**Page text:**
Paradox 2: In a world where there are people who fear public speaking more than death, how can a prefrontal cortex goal of longevity overcome eons of limbic evolution and enforce the pursuit of less than maximum-by-the-moment happiness?
What’s the horrifying truth about happiness? It’s that so many of us have gotten it all WRONG! Solution? Full mind/body/spirit paradigm change. F*ck neurotransmitters! Let’s explore how to live with the brain, not for the brain! Curious? Let me introduce you to systems theory’s naughty little kid sister: Pragmatic System State Theory.
Under the muumuu – A woman and her addictions exposed
“I’m lost.”
If these words are yours, own them. Wear them. Go to Walmart and buy the widest, ugliest muumuu you can find. Take it home and drape it over your naked body. Be brave. Look in the mirror and see your true reflection. This is reality. This is what your brain has done to your life. There is no shame here, only pattern and practice. This is habit, addiction, and insatiable desire…
“I’m so sorry,” says the woman trying to squeeze herself through the doorway of my Blank Canvas Living Creative Counselling office. She’s wearing what’s got to be the most horrifically unflattering muumuu ever created.
“Don’t apologize,” I tell her. “The only thing you have to be sorry for is, quite frankly, that awful muumuu. Why on earth would you do that to yourself?”
“I’m lost,” she says, and bursts into tears. She’s in the room now, but she can’t even sit down. There’s some unspeakable bulk, all sharp corners and clinking sounds, writhing under the synthetic pink and orange atrocity.

**Data supplied:**
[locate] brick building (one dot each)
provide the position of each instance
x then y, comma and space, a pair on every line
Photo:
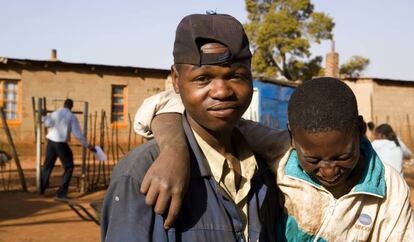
381, 100
118, 90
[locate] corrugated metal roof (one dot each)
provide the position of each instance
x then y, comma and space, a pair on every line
377, 79
49, 63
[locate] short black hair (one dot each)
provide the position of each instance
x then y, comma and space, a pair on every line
371, 126
68, 103
321, 105
388, 133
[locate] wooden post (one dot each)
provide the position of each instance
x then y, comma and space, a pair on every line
38, 142
409, 131
85, 134
13, 149
34, 115
129, 131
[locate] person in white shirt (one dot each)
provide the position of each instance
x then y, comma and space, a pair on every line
390, 148
61, 124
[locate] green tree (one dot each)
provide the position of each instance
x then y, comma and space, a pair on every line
281, 33
354, 66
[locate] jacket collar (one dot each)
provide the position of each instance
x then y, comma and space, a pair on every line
197, 166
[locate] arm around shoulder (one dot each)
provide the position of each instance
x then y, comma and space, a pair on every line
163, 102
270, 143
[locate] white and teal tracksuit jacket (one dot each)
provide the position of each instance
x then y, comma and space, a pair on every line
377, 209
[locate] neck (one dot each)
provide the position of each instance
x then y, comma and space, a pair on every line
221, 140
352, 180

**Problem 1:** In the muumuu passage, what colors is the woman's muumuu?
**Problem 2:** Reproduce the muumuu passage from "Paradox 2: In" up to and including "than maximum-by-the-moment happiness?".
**Problem 3:** Take the muumuu passage further, starting right after its final sentence.
None of the data is needed here.

**Answer space 1:** Pink and orange.

**Answer space 2:**
Paradox 2: In a world where there are people who fear public speaking more than death, how can a prefrontal cortex goal of longevity overcome eons of limbic evolution and enforce the pursuit of less than maximum-by-the-moment happiness?

**Answer space 3:**
“You’re here now, and that’s huge. Not as big as that muumuu, mind you, but major non the less.”
She gives a weak smile at my even weaker joke and looks at me expectantly. This is how it always goes. There’s this idea that I’m going to make some diagnosis and write a prescription or trace some emotion back to its pattern of childhood origin. But that’s not the way creative counselling works. I’m not here to waste anybody’s time. My job is to strip the problem down to the story and brain habits that are causing it. And I know this woman’s not going to like what I’ve got to ask her to do.
“Take it off. For the love of gawd,” I beg her, “take off that hellish thing so we can see what we’re dealing with.”
“What?” She says, giving me a worried look. “Seriously? But I’m not wearing anything underneath.”
“Good, all the better. Don’t worry, I’m not trying to be perverted or anything. Just trust me on this.”
She fusses and fidgets, delays, protests, and delays some more, but I won’t let her off the hook. Finally, with infinite reluctance, she takes off the muumuu and drops it on the carpet between us.
Bottles of white wine, cases of diet coke, cigarettes, tabloid magazines, 12 boxes of Peek Frean cookies, television remotes, Facebook screens, automatic negative thoughts, phones waiting for calls from bad men… the baggage is a tonnage of habit and addiction. The woman’s body is creamy and lovely at the center of it all, but her face is red with shame. She won’t even look at me.
“I’m so sorry,” she whispers, “I never realized how bad things are, how much I’ve been carrying around. It’s ugly isn’t it?”
“Not near as ugly as covering it up with that gawd awful muumuu like you’ve given up on yourself. Look, if you’re brave enough to show me your body and brain like this, then you’re brave enough to change it. You don’t need all this shit. I can give you a new language and way of maximizing your humanity without needing to rely on external emotional regulation. I’m not talking about yoga rituals or 12 steps. I’m talking about a way of real-time dialoguing with your brain’s perception of reality. You just leave that muumuu with me and I’ll transform it into a tactile demonstration of what this process is all about. Sound like a plan?”
“This isn’t some new-age-y bullshit, is it?” She asks. I can’t blame her; I’d be suspicious too.
“No bullshit. It’s already saved lives, including mine.” I leave her curious as I go to find her another outfit to wear home.